Ketentuan Tugas:
**1)** Tampilkan bagian tulisan tentang menikah di antara "Tentang Menikah" dan "mengikuti jejak mereka.", termasuk kedua batas itu.
**2)** Bisakah paragraf dalam tulisan tentang menikah yang diawali "Teranglah sudah perintah" diringkas menjadi daftar poin tanpa menghilangkan fakta pokoknya?
**3)** Rangkum tulisan tentang menikah dalam dua kalimat.

2014/01/12

Tentang Menikah

Menikah bukan perkara mudah. Menyatukan dua kepala dalam satu atap, dua ide dalam satu judul "keluarga". Namun tak bisa dipungkiri pernikahan memberikan ribuan kemudahan, khususnya dalam perkara agama. Menikah itu menyempurnakan setengah agama. Ibaratnya seorang yg belum menikah itu layaknya seekor burung dengan satu bilah sayap, sekuat apapun mengepak tidak akan bisa terbang tinggi. Mau terbang tinggi ya menikah.

Kenapa gada ujan gada angin nulis beginian>? Lagi bosen aja dengan perkuliahan ala jepang, mencari penumpahan untuk mengalihkan cekokan2 segera menikah dari orang2 sekitar -,,- #lah knp jd curcol. Engga juga sih, cuma menyampaikan pemikiran aja berhubung satu dua tiga empat dan beberapa teman dan seorang om penulis belakangan ini / sebentar lagi #inshallah menikah. Siapa tau berguna dan mengisnpirasi teman-teman pembaca untuk mengikuti jejak mereka.

Menilik fondasi, ternyata perkara sakral ini juga diungkit dalam kitab suci dan jalan nabi.
 "Dan orang-orang yang tidak mampu menikah hendaklah menjaga kesucian (diri)nya, sehingga Allah memampukan mereka dengan karunia-Nya." (QS An-Nur ayat 33)
 “Wahai para pemuda, siapa saja diantara kalian yang telah mampu untuk menikah, maka hendaklah dia menikah. Karena dengan menikah itu lebih dapat menundukkan pandangan dan lebih menjaga kemaluan. Dan barang siapa yang belum mampu, maka hendaklah dia berpuasa, karena sesungguhnya puasa itu bisa menjadi perisai baginya” (HR. Bukhari-Muslim) 

Teranglah sudah perintah menjaga kesucian dan juga menikah beserta persyaratannya. Kalau sudah ada kemapanan (dan kedewasaan), segerakanlah untuk menghindari maksiat maupun fitnah. Kalau belum ada ya cepetan persiapkan hal tersebut perbanyaklah berpuasa.
 
Agak nyerong dikit. Dilema yg sering melanda kaum remaja adalah pertanyaan, Kalo pgn nikah mendingan pacaran dulu ga sih? Kan kita harus tau dong seluk-beluk calon pendamping hidup. Yakali gua nikahin stranger. Jadi ingan tulisan teman penulis, sebut saja namanya May, tentang pacaran. Senada tapi tak seirama penulis yakin bahwa teman-teman pembaca tentu sedang dalam jalan menuju kedewasaan. May mungkin malarang pacaran, tp penulis tidak bisa. Orangtua teman-teman pembaca aja gak melarang, lah siapa pula penulis? Lagipula pasti teman pembaca sedang mencari keyakinan a la diri sendiri tentang apa itu menjalin hubungan dengan lawan jenis. Tapi sekedar mengingatkan, pacaran itu secara implisit sudah jelas dilarang oleh panutan kita semua.

Materi Terlampir:
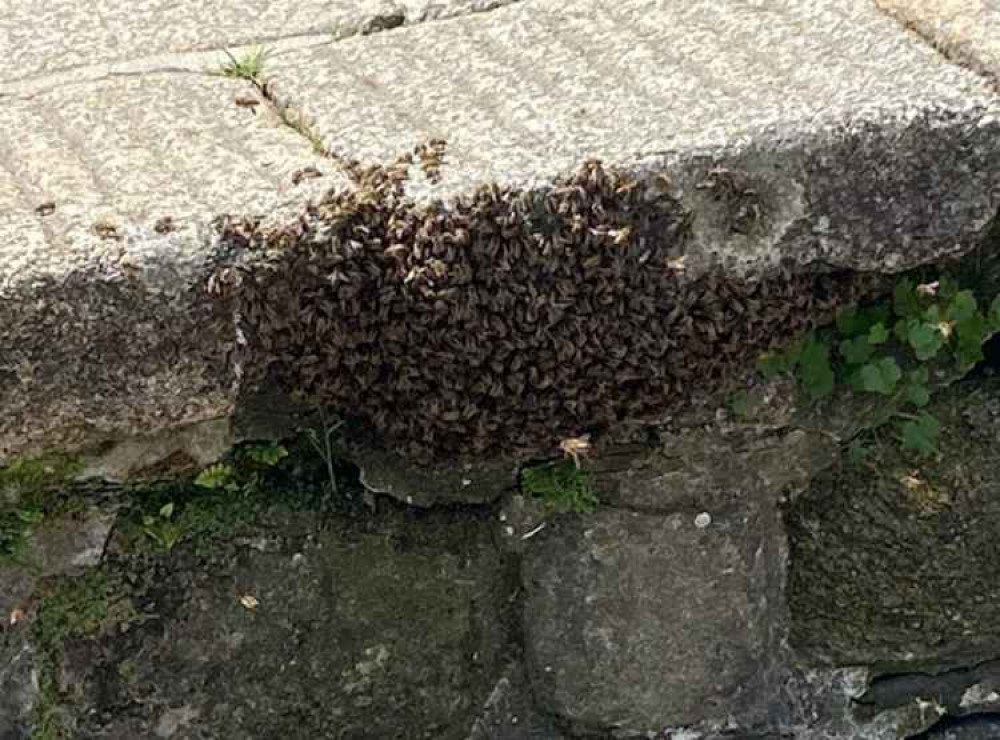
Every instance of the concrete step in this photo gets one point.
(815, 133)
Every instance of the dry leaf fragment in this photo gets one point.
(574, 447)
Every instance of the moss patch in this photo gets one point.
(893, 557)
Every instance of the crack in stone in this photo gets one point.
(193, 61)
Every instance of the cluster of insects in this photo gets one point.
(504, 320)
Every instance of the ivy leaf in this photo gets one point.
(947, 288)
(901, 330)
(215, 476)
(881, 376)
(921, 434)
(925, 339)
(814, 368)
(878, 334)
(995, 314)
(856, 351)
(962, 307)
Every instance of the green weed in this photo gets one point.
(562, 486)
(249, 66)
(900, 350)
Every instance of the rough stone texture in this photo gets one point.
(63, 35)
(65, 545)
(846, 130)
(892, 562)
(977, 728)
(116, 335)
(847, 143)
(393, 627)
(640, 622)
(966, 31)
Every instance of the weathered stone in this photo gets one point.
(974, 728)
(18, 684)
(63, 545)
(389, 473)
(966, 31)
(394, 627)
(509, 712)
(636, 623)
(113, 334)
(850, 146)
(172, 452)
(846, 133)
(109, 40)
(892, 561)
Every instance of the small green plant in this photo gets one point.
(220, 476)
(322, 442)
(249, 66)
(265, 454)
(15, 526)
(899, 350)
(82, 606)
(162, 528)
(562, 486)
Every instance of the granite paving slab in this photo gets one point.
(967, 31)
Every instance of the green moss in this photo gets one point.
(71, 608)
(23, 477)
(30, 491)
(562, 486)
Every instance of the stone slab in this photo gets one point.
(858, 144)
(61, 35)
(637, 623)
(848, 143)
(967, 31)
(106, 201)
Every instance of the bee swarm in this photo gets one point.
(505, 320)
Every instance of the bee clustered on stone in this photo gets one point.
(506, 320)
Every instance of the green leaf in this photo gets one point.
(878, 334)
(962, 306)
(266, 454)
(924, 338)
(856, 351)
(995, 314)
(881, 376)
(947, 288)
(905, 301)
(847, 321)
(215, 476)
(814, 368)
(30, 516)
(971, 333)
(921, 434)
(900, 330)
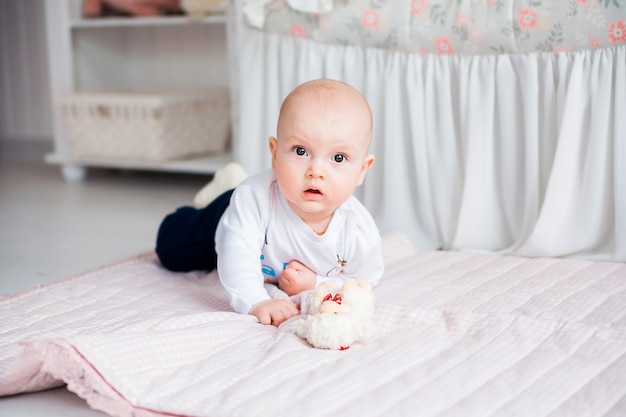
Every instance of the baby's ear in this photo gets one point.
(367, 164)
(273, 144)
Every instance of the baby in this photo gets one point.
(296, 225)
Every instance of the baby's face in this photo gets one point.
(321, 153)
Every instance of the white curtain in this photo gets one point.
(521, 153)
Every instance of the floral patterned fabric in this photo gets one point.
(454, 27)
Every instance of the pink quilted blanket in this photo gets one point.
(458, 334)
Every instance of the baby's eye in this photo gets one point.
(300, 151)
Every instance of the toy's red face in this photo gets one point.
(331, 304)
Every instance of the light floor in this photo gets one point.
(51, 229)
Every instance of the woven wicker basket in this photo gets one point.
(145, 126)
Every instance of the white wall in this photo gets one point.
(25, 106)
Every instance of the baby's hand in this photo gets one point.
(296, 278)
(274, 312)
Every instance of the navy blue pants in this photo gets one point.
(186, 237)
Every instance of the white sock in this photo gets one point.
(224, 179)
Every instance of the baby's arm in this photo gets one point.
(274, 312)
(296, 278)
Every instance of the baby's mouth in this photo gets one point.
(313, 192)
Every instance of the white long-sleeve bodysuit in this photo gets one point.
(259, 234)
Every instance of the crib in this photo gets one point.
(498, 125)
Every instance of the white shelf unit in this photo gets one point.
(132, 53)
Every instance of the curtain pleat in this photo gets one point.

Jawaban:
**1)**
Tentang Menikah

Menikah bukan perkara mudah. Menyatukan dua kepala dalam satu atap, dua ide dalam satu judul "keluarga". Namun tak bisa dipungkiri pernikahan memberikan ribuan kemudahan, khususnya dalam perkara agama. Menikah itu menyempurnakan setengah agama. Ibaratnya seorang yg belum menikah itu layaknya seekor burung dengan satu bilah sayap, sekuat apapun mengepak tidak akan bisa terbang tinggi. Mau terbang tinggi ya menikah.

Kenapa gada ujan gada angin nulis beginian>? Lagi bosen aja dengan perkuliahan ala jepang, mencari penumpahan untuk mengalihkan cekokan2 segera menikah dari orang2 sekitar -,,- #lah knp jd curcol. Engga juga sih, cuma menyampaikan pemikiran aja berhubung satu dua tiga empat dan beberapa teman dan seorang om penulis belakangan ini / sebentar lagi #inshallah menikah. Siapa tau berguna dan mengisnpirasi teman-teman pembaca untuk mengikuti jejak mereka.

**2)**
- Perintah menjaga kesucian dan perintah menikah beserta persyaratannya sudah jelas.
- Jika sudah mapan dan dewasa, segerakan menikah untuk menghindari maksiat dan fitnah.
- Jika belum, segera persiapkan hal tersebut dan perbanyak berpuasa.

**3)** Menikah disebut bukan perkara mudah, tetapi memberi banyak kemudahan dalam agama karena menyempurnakan setengah agama, dan perintahnya diungkit dalam QS An-Nur ayat 33 serta hadis riwayat Bukhari-Muslim. Yang sudah mapan dan dewasa dianjurkan segera menikah, sedangkan yang belum diminta bersiap dan memperbanyak puasa; penulis tidak melarang pacaran, tetapi mengingatkan bahwa pacaran secara implisit dilarang oleh panutan.